## Written tasks
[1] In the Kabul account below, list each thing the narrator says "we need" leaders to do.
[2] Decide whether each statement agrees with the Kabul account below: (a) the National Security Adviser answered the narrator's message; (b) the Intelligence Chief visited the narrator the evening before; (c) Kabul was calm by 9am on August 15. Answer yes or no for each and quote the words that settle it.

Whenever our troops confronted a concentration of the Taliban, the Americans would cite the Doha Agreement – negotiated with the Taliban – to say they could not strike them except in very limited circumstances.
These limitations made no sense as the Taliban marched onwards and served only to strengthen the notion among many that this fight was futile and useless. I was not able to assemble any troops to help the police chief. I called the Palace.
I messaged our National Security Adviser to say we have to do something. I got no response from anyone. And by 9am that morning of August 15, Kabul was panicking.
The Intelligence Chief had visited me the evening before. I had asked him about his plan should the Taliban storm Kabul. ‘My plan is to join you wherever you go,’ he said. ‘Even if we are blocked by the Taliban, we do our last battle together.’
I could not find him now.
These politicians, I believe, betrayed the people. We told them for 20 years that we were engaged in a noble cause for their futures and that of generations to come. And the masses believed this and they stood by us. They gave us ovations and respect.
Then came a moment when the same people were pleading with their leaders to stand up for them. This was a moment of test.
They may say now that they would have become martyrs had they remained in Afghanistan. Why not? We need leaders to become martyrs.
They will say they would have been taken prisoner. Why not? We need leaders to serve as prisoners.
We need these leaders to experience the same suffering that the Afghan people are now being made to endure.
How could I see my people suffering, dying from hunger and thirst, walking barefoot, from a palace of safety and then sit behind a laptop screen and write about it?

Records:
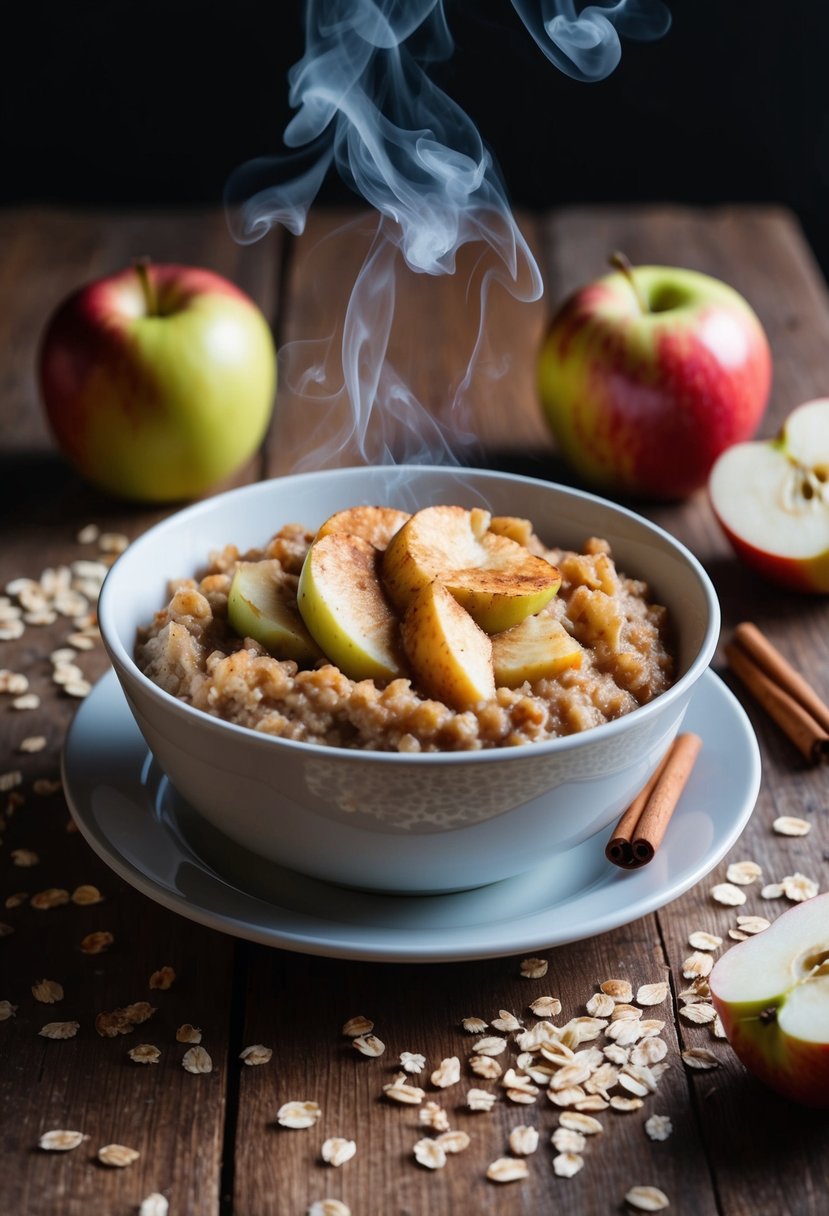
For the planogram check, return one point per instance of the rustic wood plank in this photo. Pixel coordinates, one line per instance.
(176, 1120)
(761, 252)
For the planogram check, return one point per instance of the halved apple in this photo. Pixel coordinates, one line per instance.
(259, 606)
(451, 658)
(374, 524)
(772, 500)
(772, 994)
(345, 609)
(494, 578)
(539, 647)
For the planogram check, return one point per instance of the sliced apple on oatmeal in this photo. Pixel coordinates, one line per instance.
(374, 524)
(261, 607)
(497, 580)
(450, 656)
(537, 648)
(345, 609)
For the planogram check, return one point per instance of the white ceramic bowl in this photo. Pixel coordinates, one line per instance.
(395, 822)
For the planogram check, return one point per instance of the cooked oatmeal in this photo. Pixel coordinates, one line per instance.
(191, 651)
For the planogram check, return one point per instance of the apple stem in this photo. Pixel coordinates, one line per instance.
(622, 263)
(150, 297)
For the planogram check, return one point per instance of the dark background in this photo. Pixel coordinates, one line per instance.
(146, 102)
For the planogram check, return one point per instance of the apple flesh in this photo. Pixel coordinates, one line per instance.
(345, 611)
(772, 995)
(158, 382)
(772, 500)
(648, 375)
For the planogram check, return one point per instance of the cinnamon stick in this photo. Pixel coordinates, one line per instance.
(798, 722)
(642, 827)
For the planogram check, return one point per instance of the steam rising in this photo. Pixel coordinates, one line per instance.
(366, 103)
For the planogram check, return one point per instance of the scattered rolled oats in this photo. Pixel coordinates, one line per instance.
(85, 895)
(337, 1150)
(700, 1058)
(647, 1199)
(48, 991)
(60, 1029)
(61, 1141)
(255, 1054)
(789, 825)
(429, 1153)
(96, 943)
(52, 898)
(798, 888)
(744, 872)
(412, 1062)
(118, 1155)
(162, 979)
(298, 1114)
(523, 1140)
(507, 1169)
(546, 1007)
(565, 1165)
(197, 1059)
(447, 1073)
(726, 893)
(658, 1127)
(356, 1026)
(145, 1053)
(368, 1045)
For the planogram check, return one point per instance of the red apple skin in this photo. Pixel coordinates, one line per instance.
(644, 404)
(158, 404)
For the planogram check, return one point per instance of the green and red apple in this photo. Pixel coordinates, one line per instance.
(772, 995)
(772, 500)
(646, 376)
(158, 381)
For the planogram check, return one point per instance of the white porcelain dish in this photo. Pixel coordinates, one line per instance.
(424, 822)
(133, 818)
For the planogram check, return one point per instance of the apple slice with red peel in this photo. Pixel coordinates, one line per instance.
(772, 500)
(772, 994)
(537, 648)
(374, 524)
(343, 604)
(259, 606)
(497, 580)
(450, 656)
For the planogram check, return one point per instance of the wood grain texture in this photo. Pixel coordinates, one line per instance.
(176, 1120)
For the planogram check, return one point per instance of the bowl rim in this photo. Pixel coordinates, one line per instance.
(128, 670)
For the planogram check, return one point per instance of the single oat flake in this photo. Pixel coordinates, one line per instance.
(337, 1150)
(647, 1199)
(255, 1054)
(298, 1114)
(507, 1169)
(61, 1141)
(118, 1155)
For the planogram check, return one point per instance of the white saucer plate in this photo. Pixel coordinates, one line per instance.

## Results of the tasks
[1]
- Become martyrs
- Serve as prisoners
- Experience the same suffering that the Afghan people are now being made to endure

[2]
(a) No: "I got no response from anyone."
(b) Yes: "The Intelligence Chief had visited me the evening before."
(c) No: "And by 9am that morning of August 15, Kabul was panicking."